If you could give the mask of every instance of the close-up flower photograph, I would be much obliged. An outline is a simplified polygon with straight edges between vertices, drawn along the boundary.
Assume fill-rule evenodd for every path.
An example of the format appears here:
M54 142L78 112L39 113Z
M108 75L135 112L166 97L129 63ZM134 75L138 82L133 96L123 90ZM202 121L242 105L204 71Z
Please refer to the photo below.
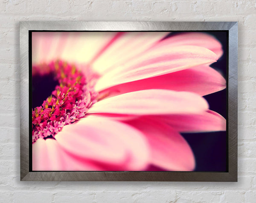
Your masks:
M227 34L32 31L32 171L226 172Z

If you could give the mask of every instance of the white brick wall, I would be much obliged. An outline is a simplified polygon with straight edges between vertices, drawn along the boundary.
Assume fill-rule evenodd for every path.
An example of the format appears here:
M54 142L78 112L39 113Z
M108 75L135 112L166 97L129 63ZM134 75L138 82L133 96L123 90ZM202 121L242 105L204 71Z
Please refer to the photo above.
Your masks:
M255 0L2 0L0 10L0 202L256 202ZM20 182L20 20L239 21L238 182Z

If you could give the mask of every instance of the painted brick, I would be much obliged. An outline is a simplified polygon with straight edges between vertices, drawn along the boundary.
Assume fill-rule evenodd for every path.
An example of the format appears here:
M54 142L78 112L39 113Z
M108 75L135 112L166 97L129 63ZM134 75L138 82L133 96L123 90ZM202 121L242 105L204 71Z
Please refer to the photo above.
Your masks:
::::::::
* **Exercise instructions**
Write out all the items above again with every "much obliged" changed to "grateful" and everything else kept the same. Leave out the pictures.

* **Task solution**
If you could give the mask of every instance of the close-up flower photograph, I would be grateful. An outline is a simplified polygon with straight edges between vertices, drawn along the boundary.
Assume fill-rule evenodd for every path.
An example of the format appears here:
M54 142L78 112L39 113Z
M108 75L135 112L166 97L129 63ZM134 75L138 82L133 96L123 90ZM202 121L242 105L204 71Z
Please refer to the photo below.
Your masks:
M227 34L32 31L32 171L226 172Z

If you could give the mask of every instance of the white brick wall, I would be grateful. An outline is a simplified polygon with straight edges between vertices, drawn along the boundary.
Assume fill-rule evenodd for every path.
An example of the format appears here:
M54 142L78 112L39 113Z
M108 75L135 112L166 97L129 63ZM134 75L138 82L133 96L123 90ZM202 121L242 105L204 71Z
Please refer to the photo above.
Your masks:
M255 0L2 0L0 10L0 202L256 202ZM20 182L20 20L239 21L238 182Z

If you could give the mask of every instance of the painted brick, I would be grateful. An outline is a simplified polygon with straight edges between vertices, drawn along the boundary.
Assume fill-rule evenodd for every path.
An example of the format appears here:
M54 142L78 112L39 113Z
M108 75L135 112L166 97L129 63ZM134 75L138 82L133 96L123 90ZM202 121L242 105L204 71Z
Please refer to the photo above.
Your masks:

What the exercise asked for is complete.